PROBLEM TO SOLVE ▸ Pull out every line in the items below that contains the word "bread". Case counts, so a line matches only where the letters have the same capitalization.

DATA IN THIS EXERCISE ▸

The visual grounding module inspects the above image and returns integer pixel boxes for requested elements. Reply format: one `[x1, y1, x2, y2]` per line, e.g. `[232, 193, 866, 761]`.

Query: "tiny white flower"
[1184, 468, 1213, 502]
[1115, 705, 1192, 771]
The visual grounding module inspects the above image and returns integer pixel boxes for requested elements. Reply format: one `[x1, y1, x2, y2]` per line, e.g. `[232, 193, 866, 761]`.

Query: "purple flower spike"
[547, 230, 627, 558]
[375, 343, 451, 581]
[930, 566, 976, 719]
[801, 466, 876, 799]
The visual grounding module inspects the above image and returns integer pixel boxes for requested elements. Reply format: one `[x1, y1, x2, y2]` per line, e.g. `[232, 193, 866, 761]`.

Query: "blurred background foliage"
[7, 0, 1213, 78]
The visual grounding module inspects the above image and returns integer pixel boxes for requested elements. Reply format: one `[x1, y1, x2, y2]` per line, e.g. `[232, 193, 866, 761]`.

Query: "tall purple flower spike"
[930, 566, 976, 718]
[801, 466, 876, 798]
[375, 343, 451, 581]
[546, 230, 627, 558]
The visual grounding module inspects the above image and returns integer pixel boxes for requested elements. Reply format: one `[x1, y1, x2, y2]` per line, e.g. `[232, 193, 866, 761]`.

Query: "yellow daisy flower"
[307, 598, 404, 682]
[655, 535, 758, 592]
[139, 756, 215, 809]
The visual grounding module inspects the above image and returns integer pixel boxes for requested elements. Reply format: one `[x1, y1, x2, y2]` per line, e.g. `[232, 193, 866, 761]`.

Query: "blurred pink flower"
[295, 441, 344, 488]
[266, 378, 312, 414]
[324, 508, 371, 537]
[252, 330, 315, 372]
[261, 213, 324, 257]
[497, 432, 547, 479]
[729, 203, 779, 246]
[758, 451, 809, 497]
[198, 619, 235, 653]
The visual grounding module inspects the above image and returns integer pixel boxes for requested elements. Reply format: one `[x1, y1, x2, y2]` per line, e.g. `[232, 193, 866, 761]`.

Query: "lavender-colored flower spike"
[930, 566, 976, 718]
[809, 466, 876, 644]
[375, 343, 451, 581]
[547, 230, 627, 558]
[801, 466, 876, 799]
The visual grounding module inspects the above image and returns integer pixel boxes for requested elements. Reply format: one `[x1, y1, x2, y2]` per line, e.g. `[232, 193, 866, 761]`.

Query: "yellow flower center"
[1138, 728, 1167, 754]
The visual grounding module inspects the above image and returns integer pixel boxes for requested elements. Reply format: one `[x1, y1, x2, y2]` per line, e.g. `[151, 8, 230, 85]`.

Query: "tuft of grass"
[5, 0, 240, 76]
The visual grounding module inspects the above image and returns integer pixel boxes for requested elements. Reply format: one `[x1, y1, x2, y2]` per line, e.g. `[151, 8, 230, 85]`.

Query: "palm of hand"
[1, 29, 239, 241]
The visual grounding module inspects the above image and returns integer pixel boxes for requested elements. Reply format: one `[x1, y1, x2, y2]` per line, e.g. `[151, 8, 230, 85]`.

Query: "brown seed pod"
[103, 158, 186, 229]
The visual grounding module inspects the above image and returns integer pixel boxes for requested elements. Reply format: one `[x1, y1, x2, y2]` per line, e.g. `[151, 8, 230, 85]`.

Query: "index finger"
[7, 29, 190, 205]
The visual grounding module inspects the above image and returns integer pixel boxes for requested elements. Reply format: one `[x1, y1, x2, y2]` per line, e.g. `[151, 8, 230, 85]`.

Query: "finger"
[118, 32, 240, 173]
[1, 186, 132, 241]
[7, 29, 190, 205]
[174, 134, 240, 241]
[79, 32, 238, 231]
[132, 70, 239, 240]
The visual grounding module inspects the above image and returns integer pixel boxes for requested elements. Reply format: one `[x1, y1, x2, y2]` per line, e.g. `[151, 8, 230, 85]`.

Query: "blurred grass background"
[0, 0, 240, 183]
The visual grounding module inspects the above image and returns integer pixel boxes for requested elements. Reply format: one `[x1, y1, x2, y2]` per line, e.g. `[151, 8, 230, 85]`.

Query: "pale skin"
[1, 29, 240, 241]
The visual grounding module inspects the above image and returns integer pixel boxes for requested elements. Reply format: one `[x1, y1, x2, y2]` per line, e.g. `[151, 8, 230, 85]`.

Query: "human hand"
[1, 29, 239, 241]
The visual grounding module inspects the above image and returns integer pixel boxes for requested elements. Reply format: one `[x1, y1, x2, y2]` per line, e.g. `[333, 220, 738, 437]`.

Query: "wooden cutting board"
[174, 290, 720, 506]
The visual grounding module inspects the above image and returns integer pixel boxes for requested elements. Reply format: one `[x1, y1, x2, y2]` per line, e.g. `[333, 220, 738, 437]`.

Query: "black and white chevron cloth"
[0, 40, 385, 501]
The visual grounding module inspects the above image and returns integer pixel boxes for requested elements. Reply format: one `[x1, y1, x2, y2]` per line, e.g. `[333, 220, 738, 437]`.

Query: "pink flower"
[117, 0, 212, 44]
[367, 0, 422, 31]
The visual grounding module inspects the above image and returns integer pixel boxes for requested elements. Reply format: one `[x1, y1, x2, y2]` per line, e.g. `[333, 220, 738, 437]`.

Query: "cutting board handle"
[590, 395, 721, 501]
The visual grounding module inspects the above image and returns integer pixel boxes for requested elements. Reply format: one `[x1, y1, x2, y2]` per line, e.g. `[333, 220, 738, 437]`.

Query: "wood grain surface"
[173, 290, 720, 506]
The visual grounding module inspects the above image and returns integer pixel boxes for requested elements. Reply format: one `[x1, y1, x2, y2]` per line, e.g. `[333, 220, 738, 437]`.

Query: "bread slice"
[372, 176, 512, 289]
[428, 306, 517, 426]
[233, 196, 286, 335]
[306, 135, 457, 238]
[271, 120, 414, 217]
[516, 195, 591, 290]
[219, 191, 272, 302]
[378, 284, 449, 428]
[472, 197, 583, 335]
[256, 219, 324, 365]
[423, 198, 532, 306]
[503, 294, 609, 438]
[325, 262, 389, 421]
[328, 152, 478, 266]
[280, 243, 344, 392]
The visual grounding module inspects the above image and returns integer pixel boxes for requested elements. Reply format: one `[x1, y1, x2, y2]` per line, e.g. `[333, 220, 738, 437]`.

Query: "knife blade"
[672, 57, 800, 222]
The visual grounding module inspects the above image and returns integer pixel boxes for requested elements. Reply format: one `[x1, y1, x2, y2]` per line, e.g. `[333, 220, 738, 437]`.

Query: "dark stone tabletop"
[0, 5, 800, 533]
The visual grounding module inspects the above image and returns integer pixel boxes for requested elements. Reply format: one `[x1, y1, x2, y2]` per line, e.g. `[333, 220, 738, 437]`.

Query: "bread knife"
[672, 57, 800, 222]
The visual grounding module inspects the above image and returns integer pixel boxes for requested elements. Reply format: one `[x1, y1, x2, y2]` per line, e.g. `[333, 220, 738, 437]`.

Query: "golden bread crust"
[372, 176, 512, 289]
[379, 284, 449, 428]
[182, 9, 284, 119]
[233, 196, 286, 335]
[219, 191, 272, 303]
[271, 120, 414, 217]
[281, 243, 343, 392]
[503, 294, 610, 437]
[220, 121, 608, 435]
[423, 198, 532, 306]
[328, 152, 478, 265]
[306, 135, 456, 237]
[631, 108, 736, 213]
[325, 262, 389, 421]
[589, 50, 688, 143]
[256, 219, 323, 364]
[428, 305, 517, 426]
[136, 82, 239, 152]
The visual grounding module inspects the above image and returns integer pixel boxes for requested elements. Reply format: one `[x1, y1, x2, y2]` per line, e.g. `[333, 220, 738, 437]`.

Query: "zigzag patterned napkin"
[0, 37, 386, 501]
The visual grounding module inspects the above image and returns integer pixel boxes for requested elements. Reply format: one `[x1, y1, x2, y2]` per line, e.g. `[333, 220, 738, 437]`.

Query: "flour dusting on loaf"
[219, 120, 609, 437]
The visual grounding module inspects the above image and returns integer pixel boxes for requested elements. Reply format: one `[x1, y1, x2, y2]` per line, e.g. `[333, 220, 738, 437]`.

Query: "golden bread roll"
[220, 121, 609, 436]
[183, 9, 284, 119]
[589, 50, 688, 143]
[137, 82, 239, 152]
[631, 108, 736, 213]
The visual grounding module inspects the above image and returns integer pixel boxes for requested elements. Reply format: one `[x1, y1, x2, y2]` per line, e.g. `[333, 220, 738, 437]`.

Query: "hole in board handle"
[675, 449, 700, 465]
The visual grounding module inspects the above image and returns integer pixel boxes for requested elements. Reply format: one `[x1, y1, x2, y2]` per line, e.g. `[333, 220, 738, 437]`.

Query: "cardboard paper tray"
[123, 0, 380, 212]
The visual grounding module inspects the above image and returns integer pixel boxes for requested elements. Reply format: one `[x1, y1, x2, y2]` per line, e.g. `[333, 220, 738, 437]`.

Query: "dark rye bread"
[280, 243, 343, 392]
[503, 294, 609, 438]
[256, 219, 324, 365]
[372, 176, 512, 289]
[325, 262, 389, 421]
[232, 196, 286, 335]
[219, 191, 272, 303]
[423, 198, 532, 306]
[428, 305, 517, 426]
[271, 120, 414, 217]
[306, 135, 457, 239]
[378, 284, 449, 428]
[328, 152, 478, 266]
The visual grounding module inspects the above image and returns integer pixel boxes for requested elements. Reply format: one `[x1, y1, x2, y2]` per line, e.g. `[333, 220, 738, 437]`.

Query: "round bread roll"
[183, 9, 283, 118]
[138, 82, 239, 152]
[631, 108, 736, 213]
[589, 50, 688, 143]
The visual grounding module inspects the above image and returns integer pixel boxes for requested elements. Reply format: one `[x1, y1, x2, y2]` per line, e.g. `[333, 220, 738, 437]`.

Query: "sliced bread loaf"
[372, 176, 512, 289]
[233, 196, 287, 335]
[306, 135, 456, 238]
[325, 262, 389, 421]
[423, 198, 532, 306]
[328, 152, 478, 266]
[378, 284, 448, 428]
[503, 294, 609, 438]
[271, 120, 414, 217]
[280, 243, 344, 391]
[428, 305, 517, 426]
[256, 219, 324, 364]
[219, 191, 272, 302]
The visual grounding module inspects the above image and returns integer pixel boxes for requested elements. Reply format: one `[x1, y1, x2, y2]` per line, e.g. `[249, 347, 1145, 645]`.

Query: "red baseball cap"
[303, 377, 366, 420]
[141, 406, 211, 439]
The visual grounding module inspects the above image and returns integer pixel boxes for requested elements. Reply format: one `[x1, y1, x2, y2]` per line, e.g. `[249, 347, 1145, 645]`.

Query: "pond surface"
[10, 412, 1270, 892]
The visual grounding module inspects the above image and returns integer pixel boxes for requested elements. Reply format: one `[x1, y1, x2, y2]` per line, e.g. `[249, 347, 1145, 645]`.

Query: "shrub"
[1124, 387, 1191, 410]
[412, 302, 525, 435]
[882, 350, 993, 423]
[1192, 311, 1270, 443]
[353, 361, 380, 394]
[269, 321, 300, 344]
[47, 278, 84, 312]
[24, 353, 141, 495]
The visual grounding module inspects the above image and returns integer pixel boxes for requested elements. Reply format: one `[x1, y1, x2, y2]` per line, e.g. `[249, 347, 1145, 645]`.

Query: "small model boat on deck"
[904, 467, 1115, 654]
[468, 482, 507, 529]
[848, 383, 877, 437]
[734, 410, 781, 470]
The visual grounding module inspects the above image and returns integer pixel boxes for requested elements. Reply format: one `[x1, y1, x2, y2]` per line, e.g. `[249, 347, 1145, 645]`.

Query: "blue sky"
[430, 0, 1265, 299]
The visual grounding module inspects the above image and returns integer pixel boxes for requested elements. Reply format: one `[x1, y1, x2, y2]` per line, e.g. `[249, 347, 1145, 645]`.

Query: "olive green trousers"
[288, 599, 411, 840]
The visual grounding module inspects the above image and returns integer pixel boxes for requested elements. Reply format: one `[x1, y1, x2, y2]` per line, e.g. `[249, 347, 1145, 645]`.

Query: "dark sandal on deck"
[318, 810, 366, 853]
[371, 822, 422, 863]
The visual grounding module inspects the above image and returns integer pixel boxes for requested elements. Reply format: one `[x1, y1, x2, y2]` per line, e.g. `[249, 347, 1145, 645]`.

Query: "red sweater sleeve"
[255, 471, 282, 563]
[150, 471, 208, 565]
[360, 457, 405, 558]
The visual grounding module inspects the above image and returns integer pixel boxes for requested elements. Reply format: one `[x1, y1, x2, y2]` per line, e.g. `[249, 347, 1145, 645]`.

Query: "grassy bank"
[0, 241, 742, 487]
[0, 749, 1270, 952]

TASK RESULT ▸
Query: "bread slice"
Query: "bread knife"
Query: "golden bread crust"
Query: "golden bread roll"
Query: "dark rye bread"
Query: "round bread roll"
Query: "sliced bread loaf"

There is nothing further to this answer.